ある日、思いきって仕事で知り合ったTさんに声をかけてみた。なんとなくの勘で、もしかして山好きではなかろうか?と思ったのだ。お話してみるとそれはそれは見事な健脚で、私など足元にも及ばない、初心者と同行するには恐縮なくらいの方だったが、お話しているうちになんと一緒に行って下さることになったのだ。数年前、子どものスポーツ少年団のレクリエーションで真夏の大山登山に行った時に、米子が日本で一番暑い猛暑日だったこと、日頃の運動不足と体力不足、蓄積疲労、さらには蜂や虻につきまとわれ刺されて、残念ながら途中でリタイアしてしまっていたことから、まずはゆる登山で楽しくいきたいと考えていた。大山よりも標高が低くて、そして、私の好きな場所の一つである牧歌的で柔らかな雰囲気の蒜山方面に行くことにした。
今ここに集中することで見えてきたもの
登山当日は、念願だった登山(トレッキング)ができることのワクワクと、日頃の運動不足で体力的に大丈夫かなぁという不安のドキドキとをかかえながら、出発した。先ずは中蒜山登山の様子である。クリやコナラなどの林や、風に揺れる真っ白なススキ野原、落ち葉で敷き詰められた登山道をサクサクと踏みしめながら、水量の少ない沢を渡り、3号目からはヒノキの木の根っこの絡み合った滑りやすい粘土質の急坂である。5号目には日留神社といわれる石祠に手を合わせ、緩やかな登り、6号目からまた急登、7号目には鎖の設置された露岩、8号目にさしかかり樹林の間から頂上が見え始めた。頂上が見えるが、歩いていくにはとても遠く見えて、あんなとこまで行くの?と気が遠くなった。息も切れ切れで、足が重い。あとどのくらいだろう?と先を考えるとしんどくなった時、教室の先生が話していた「マインドフルネス」を思い出した。マインドフルネスとは、「今ここに集中」過去を後悔したり未来の心配をしたりするのではなく、今ここに集中すること。右足左足一歩一歩ただひたすら歩くことのみに集中し、やがて何とか先が見え始めた。視界が開けて展望の良い稜線に出ると風に波打つ綺麗なササ原が広がり、山肌の所々にパッチワークのように赤や黄色の紅葉が色付いていた。ここに来た人しか見えない景色だ。

● 提供データ:
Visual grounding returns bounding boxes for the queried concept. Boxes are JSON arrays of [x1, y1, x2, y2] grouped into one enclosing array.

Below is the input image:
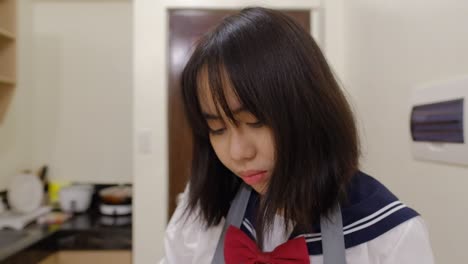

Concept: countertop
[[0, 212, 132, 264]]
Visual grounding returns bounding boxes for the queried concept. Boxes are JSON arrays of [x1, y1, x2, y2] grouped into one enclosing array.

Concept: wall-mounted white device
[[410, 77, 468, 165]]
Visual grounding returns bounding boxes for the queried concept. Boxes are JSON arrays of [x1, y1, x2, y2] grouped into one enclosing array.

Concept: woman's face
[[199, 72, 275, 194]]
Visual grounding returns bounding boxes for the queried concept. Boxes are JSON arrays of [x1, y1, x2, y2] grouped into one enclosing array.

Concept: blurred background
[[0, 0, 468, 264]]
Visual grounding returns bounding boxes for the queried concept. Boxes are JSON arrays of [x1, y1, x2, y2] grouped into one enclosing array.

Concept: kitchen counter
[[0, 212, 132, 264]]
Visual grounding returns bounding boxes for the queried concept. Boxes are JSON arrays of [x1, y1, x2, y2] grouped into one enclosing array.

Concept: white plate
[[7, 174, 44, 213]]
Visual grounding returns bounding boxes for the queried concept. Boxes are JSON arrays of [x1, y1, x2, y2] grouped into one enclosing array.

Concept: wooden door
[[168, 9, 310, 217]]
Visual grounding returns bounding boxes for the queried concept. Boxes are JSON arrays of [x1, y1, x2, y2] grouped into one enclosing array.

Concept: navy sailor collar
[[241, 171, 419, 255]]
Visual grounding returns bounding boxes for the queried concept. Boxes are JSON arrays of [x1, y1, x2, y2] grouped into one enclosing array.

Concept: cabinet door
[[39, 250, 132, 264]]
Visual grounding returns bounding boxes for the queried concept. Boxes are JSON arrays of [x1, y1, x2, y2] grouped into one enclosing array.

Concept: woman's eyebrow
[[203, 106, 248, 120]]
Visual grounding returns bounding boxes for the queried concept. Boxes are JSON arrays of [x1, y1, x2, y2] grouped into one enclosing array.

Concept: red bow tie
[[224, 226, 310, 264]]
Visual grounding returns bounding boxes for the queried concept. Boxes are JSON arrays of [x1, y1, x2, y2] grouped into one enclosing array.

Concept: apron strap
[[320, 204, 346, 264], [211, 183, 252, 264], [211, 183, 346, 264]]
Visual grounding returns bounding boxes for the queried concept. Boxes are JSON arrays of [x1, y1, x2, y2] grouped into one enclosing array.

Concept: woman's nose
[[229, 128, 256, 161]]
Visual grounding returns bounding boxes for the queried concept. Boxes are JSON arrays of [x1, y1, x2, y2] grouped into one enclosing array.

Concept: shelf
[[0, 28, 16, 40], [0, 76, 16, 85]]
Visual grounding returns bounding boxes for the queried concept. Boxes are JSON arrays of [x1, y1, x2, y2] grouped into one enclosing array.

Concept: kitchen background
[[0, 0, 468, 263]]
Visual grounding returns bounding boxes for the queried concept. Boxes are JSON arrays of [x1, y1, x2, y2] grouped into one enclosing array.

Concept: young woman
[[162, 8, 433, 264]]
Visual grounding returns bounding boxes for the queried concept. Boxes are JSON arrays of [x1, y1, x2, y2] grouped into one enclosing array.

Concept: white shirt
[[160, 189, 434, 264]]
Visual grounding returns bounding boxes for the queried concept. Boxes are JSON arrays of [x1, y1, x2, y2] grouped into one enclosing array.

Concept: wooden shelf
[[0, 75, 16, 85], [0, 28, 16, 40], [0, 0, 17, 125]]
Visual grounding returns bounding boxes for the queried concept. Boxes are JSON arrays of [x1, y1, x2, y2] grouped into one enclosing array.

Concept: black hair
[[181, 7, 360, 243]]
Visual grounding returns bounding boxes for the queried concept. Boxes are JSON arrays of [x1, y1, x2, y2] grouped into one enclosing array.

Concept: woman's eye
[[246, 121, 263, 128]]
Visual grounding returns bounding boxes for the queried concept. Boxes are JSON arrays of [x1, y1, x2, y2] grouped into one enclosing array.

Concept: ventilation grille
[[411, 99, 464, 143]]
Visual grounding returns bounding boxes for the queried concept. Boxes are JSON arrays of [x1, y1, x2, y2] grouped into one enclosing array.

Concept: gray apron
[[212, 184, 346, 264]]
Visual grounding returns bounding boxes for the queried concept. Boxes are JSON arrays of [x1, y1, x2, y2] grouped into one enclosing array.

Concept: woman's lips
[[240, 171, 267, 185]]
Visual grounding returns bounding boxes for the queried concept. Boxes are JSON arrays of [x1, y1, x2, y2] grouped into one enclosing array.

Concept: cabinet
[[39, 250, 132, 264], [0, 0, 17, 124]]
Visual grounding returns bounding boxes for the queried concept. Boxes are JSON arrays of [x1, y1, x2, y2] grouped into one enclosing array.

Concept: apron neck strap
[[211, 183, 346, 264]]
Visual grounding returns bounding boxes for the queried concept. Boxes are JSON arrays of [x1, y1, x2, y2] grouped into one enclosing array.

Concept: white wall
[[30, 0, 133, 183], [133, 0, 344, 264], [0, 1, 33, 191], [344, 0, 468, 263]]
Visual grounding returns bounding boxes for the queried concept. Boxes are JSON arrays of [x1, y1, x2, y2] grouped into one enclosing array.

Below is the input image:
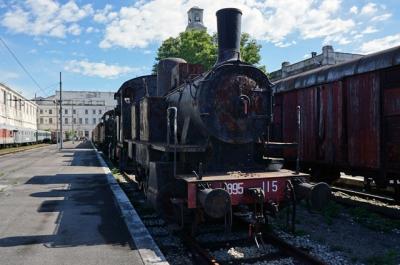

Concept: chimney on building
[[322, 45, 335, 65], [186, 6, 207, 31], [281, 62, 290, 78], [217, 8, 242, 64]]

==

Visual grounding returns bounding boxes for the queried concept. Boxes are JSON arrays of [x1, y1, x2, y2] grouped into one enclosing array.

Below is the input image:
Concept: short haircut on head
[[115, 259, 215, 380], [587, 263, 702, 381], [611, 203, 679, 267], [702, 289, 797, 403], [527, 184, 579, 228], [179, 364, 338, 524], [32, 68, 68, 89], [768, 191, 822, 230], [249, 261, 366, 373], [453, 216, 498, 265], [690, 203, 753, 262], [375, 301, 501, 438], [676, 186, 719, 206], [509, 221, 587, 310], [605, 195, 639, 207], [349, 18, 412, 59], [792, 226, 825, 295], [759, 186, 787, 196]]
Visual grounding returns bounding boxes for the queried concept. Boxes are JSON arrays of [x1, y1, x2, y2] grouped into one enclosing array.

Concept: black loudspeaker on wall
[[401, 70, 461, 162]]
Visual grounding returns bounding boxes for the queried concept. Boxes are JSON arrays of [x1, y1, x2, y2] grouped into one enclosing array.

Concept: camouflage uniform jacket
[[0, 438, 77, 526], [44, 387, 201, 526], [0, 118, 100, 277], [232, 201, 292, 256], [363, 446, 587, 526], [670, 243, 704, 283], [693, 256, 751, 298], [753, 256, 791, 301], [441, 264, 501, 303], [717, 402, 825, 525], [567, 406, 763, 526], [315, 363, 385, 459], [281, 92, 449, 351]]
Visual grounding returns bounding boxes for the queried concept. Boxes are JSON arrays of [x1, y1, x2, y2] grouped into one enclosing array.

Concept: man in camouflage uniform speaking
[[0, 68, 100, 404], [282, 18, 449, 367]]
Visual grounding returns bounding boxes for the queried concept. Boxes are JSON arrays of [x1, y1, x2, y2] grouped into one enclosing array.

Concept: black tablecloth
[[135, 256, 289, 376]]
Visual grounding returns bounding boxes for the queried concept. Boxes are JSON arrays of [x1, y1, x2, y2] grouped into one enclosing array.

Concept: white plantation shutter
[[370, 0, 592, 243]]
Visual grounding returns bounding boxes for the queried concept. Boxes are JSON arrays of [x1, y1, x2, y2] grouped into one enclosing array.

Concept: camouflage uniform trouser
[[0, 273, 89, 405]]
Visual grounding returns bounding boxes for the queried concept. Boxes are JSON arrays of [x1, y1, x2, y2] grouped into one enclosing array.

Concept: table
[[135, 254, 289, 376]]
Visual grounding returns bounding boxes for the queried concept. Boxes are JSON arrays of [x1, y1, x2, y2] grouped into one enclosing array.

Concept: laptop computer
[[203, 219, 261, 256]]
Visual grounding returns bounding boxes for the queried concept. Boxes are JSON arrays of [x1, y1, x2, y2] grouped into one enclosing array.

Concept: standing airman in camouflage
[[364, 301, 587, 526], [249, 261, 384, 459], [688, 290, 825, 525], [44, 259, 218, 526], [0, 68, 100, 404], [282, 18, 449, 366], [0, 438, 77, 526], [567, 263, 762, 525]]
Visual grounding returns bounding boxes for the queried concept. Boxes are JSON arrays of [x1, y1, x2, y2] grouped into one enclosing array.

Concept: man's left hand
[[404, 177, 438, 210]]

...

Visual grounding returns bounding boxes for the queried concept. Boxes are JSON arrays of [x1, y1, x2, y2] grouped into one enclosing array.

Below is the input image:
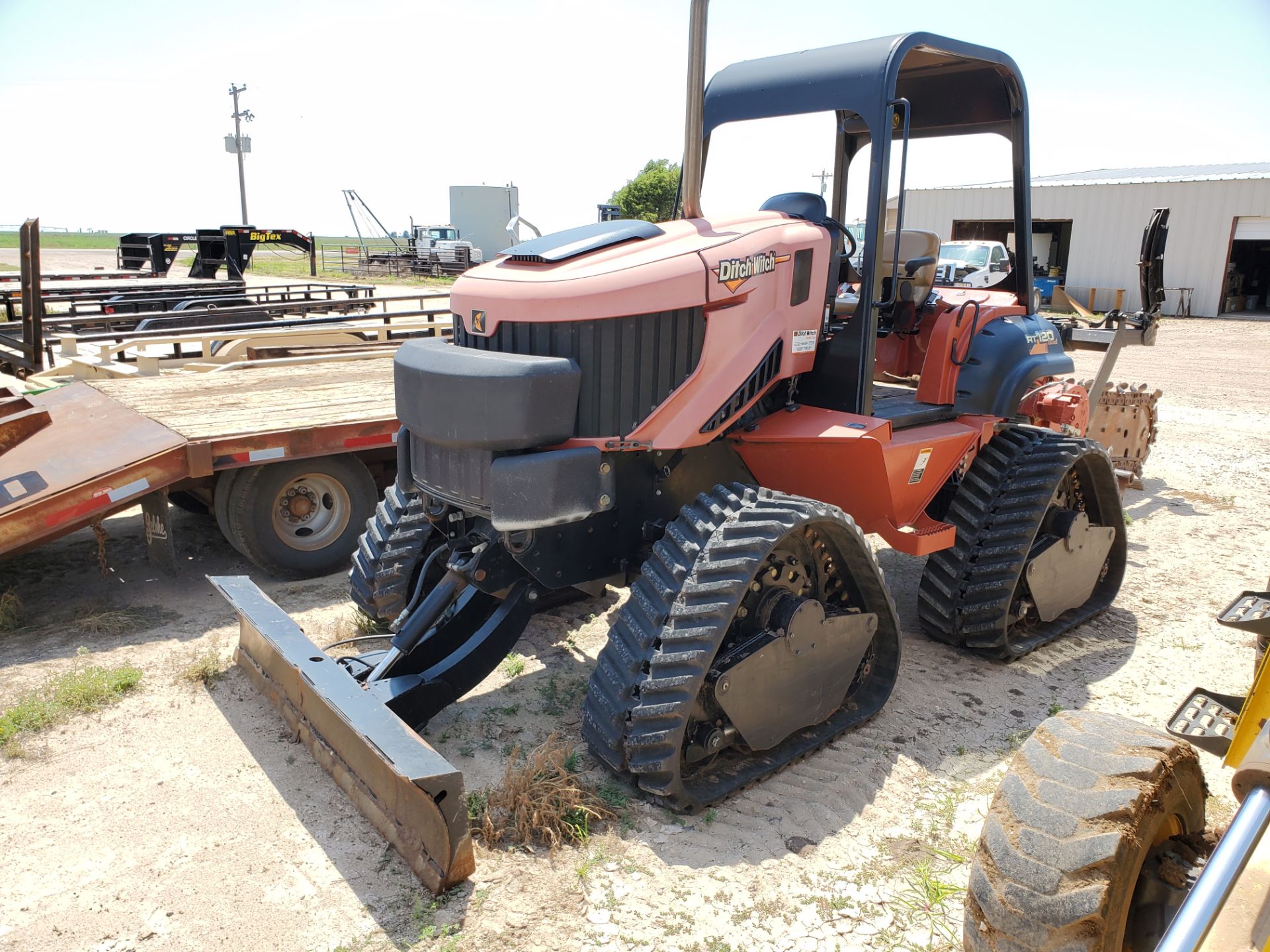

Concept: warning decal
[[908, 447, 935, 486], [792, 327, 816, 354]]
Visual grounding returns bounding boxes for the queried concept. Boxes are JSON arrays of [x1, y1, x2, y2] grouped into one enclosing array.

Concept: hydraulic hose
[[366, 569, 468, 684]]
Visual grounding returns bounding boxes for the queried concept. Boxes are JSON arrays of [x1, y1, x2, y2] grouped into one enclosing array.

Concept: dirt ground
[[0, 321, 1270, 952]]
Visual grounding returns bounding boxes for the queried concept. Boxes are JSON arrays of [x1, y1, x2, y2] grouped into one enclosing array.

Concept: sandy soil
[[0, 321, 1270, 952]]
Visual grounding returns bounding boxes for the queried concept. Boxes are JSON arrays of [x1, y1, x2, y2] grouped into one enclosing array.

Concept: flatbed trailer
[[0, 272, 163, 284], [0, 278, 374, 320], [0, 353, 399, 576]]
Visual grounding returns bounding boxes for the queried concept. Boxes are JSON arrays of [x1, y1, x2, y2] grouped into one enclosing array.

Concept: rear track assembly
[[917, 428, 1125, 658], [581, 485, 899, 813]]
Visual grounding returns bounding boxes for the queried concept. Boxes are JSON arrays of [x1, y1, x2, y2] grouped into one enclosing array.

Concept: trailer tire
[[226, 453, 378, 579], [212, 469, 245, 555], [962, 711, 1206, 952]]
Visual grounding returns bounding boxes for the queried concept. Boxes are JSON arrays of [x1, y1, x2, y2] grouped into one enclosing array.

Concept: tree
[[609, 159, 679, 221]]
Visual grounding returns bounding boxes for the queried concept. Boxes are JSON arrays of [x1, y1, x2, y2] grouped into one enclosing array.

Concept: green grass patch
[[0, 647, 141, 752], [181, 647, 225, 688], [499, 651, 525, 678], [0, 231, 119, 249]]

● 与えられた指示: 抜粋文の内容を三文でまとめてください。 データはこの作業には関係しません。

● 最終結果: 筆者は仕事で知り合った健脚のTさんに声をかけ、一緒に登山に行ってもらえることになった。以前、真夏の大山登山を途中でリタイアした経験から、まずはゆる登山で楽しもうと、大山より標高が低く好きな場所でもある蒜山方面を選んだ。中蒜山では急坂で息が切れ、先を考えるとしんどくなったが、「今ここに集中」するマインドフルネスを思い出して一歩一歩歩き、稜線に出ると紅葉が色付く山肌とササ原の景色が広がっていた。